TEXT SEGMENT Start Marker

Quick Answer
- Official capabilities include a 1M context window, up to 64K output, plus function calling, structured output, search tools, and code execution.
- Compared with classic lightweight Flash tiers, it is better suited to complex Q&A, coding, long-document handling, and agent workflows.
- The recommended integration path remains OpenAI-compatible chat so existing SDKs, SSE streaming, and retry middleware can be reused.
Common Errors
- 400 invalid_request_error: trigger=Missing required fields, malformed messages, or invalid parameter types in the payload.; fix=Validate model, messages, max_tokens, and any tools/schema JSON before retrying.; retry=Retry only after fixing the payload; avoid blind retries.
- 401 authentication_error: trigger=Missing Authorization header, malformed bearer token, or invalid API key.; fix=Verify Authorization: Bearer <YOUR_API_KEY> format and key validity.; retry=Retry after authentication is fixed.
- 429 rate_limit_error: trigger=Request rate, concurrency, or quota usage has hit upstream rate limiting.; fix=Apply exponential backoff and inspect concurrency, context size, and current quota consumption.; retry=Use 1s/2s/4s backoff with jitter; reduce concurrency or downgrade workload shape if it persists.
- 500 internal_error: trigger=Transient upstream instability, tool execution failure, or internal processing issues.; fix=Capture request id and a compact context summary, then retry; escalate if failures persist.; retry=Retry 2-3 times with short delays.

TEXT SEGMENT End Marker

REQUIREMENT 1
Check each statement against the API notes and answer yes or no, quoting the words from the notes that decide it.
(a) The output limit is 1M tokens.
(b) For a 401 error, the bearer token format should be checked.
(c) A 400 error should be retried right away without changing anything.
REQUIREMENT 2
Please write out a passage of the API notes word for word. Begin at the words "Quick Answer" and stop after "and code execution.".

LISTED ENTRIES Start Marker

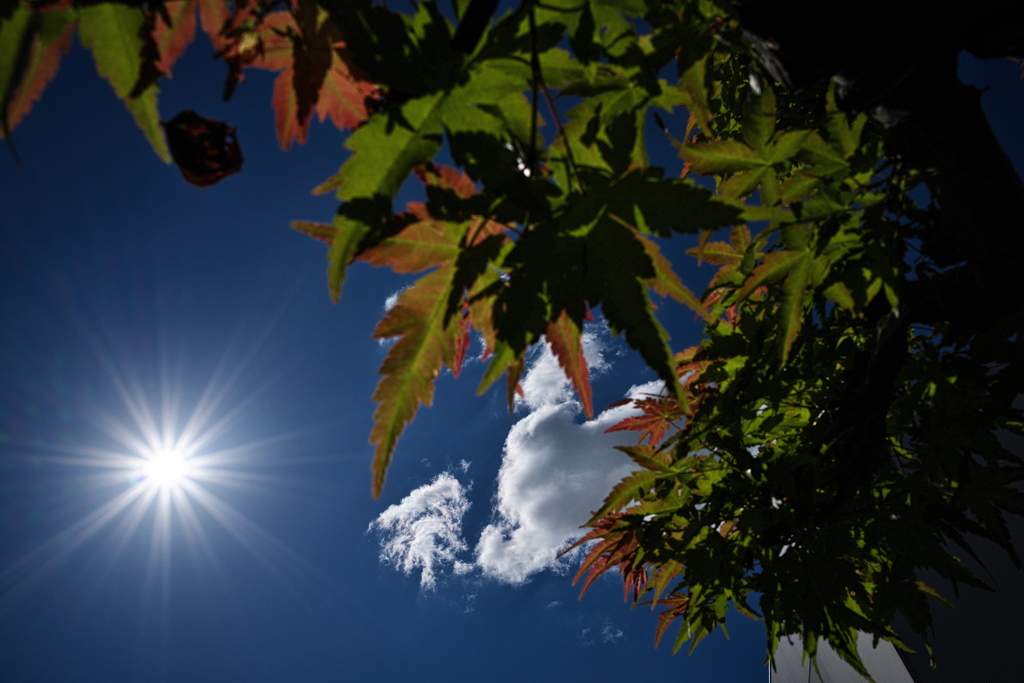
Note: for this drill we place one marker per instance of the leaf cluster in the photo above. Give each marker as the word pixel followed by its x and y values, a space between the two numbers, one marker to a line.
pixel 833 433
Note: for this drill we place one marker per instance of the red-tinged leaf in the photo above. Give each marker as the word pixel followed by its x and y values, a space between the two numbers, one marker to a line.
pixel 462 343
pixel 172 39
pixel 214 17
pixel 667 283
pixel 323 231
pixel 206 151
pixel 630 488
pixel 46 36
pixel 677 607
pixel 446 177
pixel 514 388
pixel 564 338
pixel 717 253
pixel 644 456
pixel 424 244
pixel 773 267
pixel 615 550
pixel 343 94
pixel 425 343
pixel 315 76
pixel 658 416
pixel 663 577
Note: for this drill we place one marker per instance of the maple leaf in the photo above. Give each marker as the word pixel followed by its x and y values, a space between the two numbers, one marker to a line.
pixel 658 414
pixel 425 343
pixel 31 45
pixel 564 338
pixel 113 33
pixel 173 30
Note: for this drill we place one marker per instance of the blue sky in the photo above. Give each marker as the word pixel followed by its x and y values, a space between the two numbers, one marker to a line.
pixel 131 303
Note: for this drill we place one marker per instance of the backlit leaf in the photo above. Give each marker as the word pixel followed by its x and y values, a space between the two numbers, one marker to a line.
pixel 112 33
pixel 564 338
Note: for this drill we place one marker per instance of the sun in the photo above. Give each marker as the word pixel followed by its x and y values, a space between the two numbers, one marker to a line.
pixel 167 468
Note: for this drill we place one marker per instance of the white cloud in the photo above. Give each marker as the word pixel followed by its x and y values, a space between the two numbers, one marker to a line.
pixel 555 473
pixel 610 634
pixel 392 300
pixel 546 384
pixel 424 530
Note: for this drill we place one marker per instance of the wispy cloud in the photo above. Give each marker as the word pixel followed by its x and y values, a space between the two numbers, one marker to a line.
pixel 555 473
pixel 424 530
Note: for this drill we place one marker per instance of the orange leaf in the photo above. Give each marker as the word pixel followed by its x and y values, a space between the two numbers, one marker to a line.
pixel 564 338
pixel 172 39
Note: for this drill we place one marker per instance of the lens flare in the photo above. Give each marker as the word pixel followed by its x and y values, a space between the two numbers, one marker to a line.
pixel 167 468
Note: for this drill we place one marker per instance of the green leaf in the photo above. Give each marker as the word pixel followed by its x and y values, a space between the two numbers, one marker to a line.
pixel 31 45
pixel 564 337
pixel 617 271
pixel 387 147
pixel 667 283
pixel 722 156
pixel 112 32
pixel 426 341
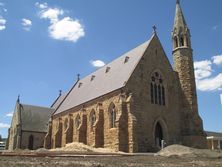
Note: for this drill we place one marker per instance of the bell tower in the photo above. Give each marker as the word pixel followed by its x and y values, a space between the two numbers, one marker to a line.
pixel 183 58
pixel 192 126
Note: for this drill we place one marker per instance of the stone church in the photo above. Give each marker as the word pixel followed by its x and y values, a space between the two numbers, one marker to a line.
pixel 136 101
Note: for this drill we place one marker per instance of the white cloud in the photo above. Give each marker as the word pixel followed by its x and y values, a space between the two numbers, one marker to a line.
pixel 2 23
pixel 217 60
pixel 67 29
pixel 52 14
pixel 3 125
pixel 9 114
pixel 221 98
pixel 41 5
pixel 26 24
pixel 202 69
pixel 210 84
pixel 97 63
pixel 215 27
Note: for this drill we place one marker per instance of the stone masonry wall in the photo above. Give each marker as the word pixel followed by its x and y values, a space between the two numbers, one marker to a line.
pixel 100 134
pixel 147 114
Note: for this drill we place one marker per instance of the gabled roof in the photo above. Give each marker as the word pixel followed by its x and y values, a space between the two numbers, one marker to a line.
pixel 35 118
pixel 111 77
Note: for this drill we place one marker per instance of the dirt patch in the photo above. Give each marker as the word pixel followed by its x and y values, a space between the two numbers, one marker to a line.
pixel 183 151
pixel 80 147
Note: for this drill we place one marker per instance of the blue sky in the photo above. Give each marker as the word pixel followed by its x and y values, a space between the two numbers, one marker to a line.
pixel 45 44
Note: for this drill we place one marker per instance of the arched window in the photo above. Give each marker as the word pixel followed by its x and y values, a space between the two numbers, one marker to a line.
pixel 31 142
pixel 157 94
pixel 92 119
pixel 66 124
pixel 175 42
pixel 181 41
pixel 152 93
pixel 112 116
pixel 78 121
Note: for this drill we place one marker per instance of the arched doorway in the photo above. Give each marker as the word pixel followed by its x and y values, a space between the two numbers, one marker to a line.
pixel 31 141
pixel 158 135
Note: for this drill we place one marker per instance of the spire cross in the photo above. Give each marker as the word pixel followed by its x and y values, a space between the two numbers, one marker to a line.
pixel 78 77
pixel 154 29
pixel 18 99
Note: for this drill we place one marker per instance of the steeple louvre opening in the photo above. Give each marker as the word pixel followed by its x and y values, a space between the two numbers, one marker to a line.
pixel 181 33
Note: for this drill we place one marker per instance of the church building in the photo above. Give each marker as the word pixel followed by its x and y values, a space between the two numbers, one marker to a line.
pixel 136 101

LISTED ENTRIES End Marker

OUTPUT 1
(a) No: "up to 64K output"
(b) Yes: "Verify Authorization: Bearer <YOUR_API_KEY> format and key validity."
(c) No: "Retry only after fixing the payload; avoid blind retries."

OUTPUT 2
Quick Answer
- Official capabilities include a 1M context window, up to 64K output, plus function calling, structured output, search tools, and code execution.